> **Aim**
Copy out all of the data below with no alterations.

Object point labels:
---+---
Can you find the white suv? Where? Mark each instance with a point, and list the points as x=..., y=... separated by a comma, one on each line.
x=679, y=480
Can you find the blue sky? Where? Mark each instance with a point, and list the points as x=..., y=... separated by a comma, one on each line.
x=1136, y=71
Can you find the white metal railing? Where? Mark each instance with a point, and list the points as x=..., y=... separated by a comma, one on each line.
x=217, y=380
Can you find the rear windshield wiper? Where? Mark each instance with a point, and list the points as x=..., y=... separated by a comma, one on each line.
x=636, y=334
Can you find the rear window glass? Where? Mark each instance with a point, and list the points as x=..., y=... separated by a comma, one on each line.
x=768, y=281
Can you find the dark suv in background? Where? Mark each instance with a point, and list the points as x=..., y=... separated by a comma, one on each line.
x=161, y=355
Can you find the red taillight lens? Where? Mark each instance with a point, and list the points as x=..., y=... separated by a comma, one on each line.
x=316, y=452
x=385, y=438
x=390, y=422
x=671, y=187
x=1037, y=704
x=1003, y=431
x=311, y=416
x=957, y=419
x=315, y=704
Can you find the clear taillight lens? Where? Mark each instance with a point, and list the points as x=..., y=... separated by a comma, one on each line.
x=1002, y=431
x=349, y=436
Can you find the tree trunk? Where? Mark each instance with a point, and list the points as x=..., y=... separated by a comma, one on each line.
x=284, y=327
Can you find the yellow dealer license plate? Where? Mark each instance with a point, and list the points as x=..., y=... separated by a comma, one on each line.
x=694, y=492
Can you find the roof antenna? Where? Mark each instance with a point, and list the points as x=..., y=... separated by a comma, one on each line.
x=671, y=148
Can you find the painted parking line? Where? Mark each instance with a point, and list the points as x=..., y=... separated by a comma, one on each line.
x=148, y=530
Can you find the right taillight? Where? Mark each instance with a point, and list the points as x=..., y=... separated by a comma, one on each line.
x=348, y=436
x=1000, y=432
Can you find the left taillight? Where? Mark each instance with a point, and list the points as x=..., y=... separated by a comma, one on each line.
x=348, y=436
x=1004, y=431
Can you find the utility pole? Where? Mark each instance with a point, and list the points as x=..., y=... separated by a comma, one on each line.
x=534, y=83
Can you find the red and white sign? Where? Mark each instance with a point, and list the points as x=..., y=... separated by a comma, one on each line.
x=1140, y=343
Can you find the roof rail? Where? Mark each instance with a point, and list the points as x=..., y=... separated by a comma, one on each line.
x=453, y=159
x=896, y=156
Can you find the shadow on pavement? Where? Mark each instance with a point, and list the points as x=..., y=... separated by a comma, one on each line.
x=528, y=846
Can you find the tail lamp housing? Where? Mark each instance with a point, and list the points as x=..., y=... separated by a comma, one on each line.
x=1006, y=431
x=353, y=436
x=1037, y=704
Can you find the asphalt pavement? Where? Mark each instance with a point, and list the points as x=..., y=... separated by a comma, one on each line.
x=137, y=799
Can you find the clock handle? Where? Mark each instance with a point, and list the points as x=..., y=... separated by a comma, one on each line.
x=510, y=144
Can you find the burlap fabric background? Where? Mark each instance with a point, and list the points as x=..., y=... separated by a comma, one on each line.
---+---
> **Answer to the problem**
Can you find the white suv? Where? Mark each instance with a point, and list the points as x=..., y=... separated by a comma, one on each line.
x=679, y=480
Can you find the blue sky? Where? Mark each instance with a point, and list the points as x=..., y=... separated by a comma, one on each line.
x=1136, y=71
Can you find the white metal railing? Where? Mark each instance with a point, and list the points as x=..., y=... separated by a comma, one on each line.
x=217, y=380
Can you find the rear windshield wiper? Where? Mark each instance with a point, and list the points as x=..., y=... separated by a comma, one on each line.
x=636, y=334
Can you find the rear window glass? Where? Mark each instance with a point, and list the points as x=..., y=... separated by a comma, one on each line.
x=768, y=281
Can you find the dark suv in background? Where? Mark each instance with a point, and list the points as x=..., y=... separated by a comma, one on each line.
x=161, y=355
Can you find the red taillight lens? Where? Mark each instance with a point, and list the points as x=..., y=... separated by a comma, one on each line.
x=316, y=452
x=385, y=438
x=390, y=422
x=671, y=187
x=1037, y=704
x=1003, y=431
x=311, y=416
x=957, y=419
x=315, y=704
Can you find the clear taillight lens? Where? Mark each instance with a point, and list the points as x=..., y=... separated by a comma, one on each line.
x=1002, y=431
x=349, y=436
Can you find the tree trunk? Where? Mark each instance with a point, and list the points as x=..., y=... separated by a comma, one on each line.
x=284, y=327
Can you find the yellow dealer license plate? Where? Mark each instance with a point, and list the points as x=..., y=... separated by a comma, one on each line.
x=694, y=492
Can you find the roof antenna? Where? Mark each instance with a point, and list the points as x=..., y=... separated by a comma, one on each line.
x=671, y=148
Can you find the painted parking line? Where? Mark each instance with a point, and list the points as x=..., y=... separated by a comma, one on each line.
x=148, y=530
Can you find the right taillight? Where? Mark each instance with a point, and list the points as x=..., y=... separated by a comma, one on each line.
x=348, y=436
x=1000, y=432
Can you find the left taillight? Where? Mark each instance with a point, and list the points as x=..., y=... separated by a comma, one on each line.
x=348, y=436
x=1004, y=431
Can you find the utility pole? Where? Mark each instance with a point, and list the points as x=..., y=... separated by a comma, one on each line.
x=534, y=83
Can you find the red and white sign? Where? Mark each instance with a point, and list the points as x=..., y=... separated by a comma, one on each line.
x=1140, y=343
Can you find the roof rail? Where? Mark each instance with a point, and list the points as x=..., y=... separated by a comma, one on each line.
x=453, y=159
x=896, y=156
Can you find the shadow on pavement? Where? Mark each instance with a point, and list the points as x=..., y=... separated by a comma, one on each line.
x=528, y=846
Can you find the tail lamp housing? Where? Mark each instance with a point, and list the points as x=..., y=... separated by a comma, one on each line.
x=1006, y=431
x=353, y=436
x=1037, y=704
Can you find the asphalt pavement? Where? Mark each instance with a point, and list the points as x=..., y=... separated by a comma, one on each line.
x=137, y=799
Can you find the clock handle? Where? Mark each instance with a point, and list the points as x=..., y=... separated by a comma, one on each line.
x=510, y=144
Can you find the burlap fabric background? Where? Mark each instance with a point, and list the points as x=..., y=... separated by a comma, one on each line.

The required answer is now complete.